>> START QUOTED TEXT

Nyedine collects and sells firewood for a living. "It takes me three hours to go to the forest. I fear it because it is unknown, and maybe I will be the victim of rape," she says. "My children sometimes go three days without any food. They will just lie on the ground and will not go to play, because the reason why children play is the energy they get from food". Photo: Ingrid Prestetun/NRC

Five things you should know about the conflict in South Sudan

Thale Jenssen|Published 05. Jun 2018
In the world's youngest state, millions go hungry as a devastating conflict continues to displace civilians.

In 2011, South Sudan gained independence from Sudan, marking an end to Africa's longest-running civil war. But two years later, violent conflict broke out after political disagreement between President Salva Kiir and former Vice President Riek Machar and the fighting continues to this day. The civil war has forced millions to flee their homes – an estimated 1.9 million are internally displaced and over two million more have fled to neighbouring countries.

Here are five things you should know about the conflict:


1. Risk of famine

The conflict has damaged the country’s economy, contributing to soaring inflation. As a consequence, food prices continue to rise and 70 per cent of families in South Sudan go hungry. As many as 6.3 million people are severely food insecure. These numbers are expected to rise as the lean season progresses.

>> END QUOTED TEXT
>> START STORED DATA

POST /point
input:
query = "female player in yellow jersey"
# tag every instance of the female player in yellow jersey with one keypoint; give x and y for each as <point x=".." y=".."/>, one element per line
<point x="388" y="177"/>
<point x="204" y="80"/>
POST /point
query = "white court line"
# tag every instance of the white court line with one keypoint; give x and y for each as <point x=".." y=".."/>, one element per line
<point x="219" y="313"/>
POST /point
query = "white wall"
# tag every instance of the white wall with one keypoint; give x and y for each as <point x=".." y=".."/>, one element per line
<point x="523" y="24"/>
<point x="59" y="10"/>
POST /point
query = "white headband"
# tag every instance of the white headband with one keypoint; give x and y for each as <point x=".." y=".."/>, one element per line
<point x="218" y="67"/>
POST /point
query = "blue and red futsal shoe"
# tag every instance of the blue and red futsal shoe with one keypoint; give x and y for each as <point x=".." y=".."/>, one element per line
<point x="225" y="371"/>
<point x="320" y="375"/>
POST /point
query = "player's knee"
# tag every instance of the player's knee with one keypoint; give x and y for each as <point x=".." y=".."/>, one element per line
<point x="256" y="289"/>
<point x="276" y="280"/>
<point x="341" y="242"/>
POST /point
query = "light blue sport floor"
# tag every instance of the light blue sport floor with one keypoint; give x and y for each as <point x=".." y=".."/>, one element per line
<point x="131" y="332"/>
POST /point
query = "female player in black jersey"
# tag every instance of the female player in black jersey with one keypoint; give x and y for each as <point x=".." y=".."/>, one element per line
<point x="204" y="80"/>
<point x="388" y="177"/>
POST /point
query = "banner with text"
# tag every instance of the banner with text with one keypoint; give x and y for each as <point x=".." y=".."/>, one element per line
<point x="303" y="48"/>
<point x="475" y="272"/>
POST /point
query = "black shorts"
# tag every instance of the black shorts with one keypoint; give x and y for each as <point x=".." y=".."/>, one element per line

>> END STORED DATA

Write the next part of the piece on the conflict in South Sudan, starting right after its last sentence.

Famine was declared in 2017 and although humanitarian aid resulted in famine being reversed, current food security levels are now much worse. Many markets are closed, and farmers have been displaced from their land. Food is scarce and often prohibitively expensive, meaning thousands are in dire need of assistance. Despite this, South Sudan’s aid appeal is only 21 per cent funded halfway through the year.

2. Unsuccessful peace process

Despite a peace agreement signed by the warring parties in August 2015, the population of South Sudan has yet to see an end of fighting. Conflict has resulted in a sharp rise in the number of people fleeing their homes and basic infrastructure such as health and education facilities have been destroyed.

The international and regional community needs to be united in supporting the current peace process. Rather than a small group of elites, the focus must be on helping ordinary people. Their voices must be heard as they bear the brunt of the conflict. Without stability, meaningful positive change cannot be realised. Everyone needs to work together for real reconciliation.

3. Conflict is threatening civilian lives

Tens of thousands of people have been killed in South Sudan as a direct result of the current conflict and millions have been forced to flee. Many more are likely to flee their homes in the coming months if the situation does not stabilise.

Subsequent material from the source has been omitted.